Supplied entries:
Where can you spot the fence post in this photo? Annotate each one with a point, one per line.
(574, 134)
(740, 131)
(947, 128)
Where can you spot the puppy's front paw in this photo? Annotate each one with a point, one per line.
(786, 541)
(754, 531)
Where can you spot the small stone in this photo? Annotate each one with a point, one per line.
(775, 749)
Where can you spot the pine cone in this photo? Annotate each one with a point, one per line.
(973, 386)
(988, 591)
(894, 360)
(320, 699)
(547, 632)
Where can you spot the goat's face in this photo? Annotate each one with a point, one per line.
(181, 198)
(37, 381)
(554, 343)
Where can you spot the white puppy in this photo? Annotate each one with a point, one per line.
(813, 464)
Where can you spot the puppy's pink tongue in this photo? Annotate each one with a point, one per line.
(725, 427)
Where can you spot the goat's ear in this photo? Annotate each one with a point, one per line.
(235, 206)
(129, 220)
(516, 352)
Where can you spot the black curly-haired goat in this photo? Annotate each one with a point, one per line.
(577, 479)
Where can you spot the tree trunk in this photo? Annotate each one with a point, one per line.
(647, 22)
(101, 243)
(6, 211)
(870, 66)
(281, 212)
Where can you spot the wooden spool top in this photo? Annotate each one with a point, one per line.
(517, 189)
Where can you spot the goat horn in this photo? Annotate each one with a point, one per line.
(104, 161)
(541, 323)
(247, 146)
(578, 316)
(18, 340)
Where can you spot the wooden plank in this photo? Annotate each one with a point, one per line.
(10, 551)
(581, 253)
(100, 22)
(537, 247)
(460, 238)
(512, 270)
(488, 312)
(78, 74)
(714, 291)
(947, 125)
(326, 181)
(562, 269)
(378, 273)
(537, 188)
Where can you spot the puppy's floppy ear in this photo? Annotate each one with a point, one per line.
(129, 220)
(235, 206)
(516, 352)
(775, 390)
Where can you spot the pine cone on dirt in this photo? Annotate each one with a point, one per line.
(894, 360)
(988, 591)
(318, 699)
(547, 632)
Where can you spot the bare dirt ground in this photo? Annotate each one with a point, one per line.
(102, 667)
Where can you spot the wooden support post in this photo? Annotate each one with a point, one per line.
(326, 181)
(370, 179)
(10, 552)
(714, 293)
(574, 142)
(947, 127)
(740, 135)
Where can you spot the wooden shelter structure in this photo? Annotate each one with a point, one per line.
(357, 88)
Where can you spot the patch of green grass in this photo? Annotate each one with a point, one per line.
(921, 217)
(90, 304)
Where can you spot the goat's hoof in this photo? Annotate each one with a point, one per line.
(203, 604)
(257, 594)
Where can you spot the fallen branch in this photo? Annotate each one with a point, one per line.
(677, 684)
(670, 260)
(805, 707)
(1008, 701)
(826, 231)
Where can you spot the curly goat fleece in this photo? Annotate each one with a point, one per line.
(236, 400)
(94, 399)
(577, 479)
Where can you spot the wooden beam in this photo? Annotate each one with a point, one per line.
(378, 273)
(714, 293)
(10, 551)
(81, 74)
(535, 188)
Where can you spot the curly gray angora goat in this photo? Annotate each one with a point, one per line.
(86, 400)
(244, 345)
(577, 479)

Required task:
Copy out the lines above word for word, beginning at the line that contains "Where can you spot the wooden shelter" and stopping after the last line.

Task output:
Where can you spot the wooden shelter structure in this photo? Annotate each one with a point, one per line.
(357, 88)
Where can you spot the patch of green grass in this photo? Annotate each one with a point, one per line.
(921, 217)
(90, 304)
Where can you spot the goat's hoof in this photo? Annotate each one with a point, one per line.
(203, 604)
(257, 594)
Where can you spot the fallen branch in this photo? Annotate each one with a point, one per line.
(677, 684)
(670, 260)
(805, 707)
(1008, 701)
(826, 231)
Where can you spot the curly goat fleece in this photo? Annotate each one with a point, one per line.
(236, 400)
(94, 399)
(577, 479)
Where can you spot the wooden beam in this photo? Annotate each one with a point, one per line.
(378, 273)
(714, 293)
(10, 551)
(81, 74)
(535, 188)
Where can you spot the curly gray angora goat in this photo? Annotate each one with a point, one per line.
(86, 400)
(244, 345)
(577, 479)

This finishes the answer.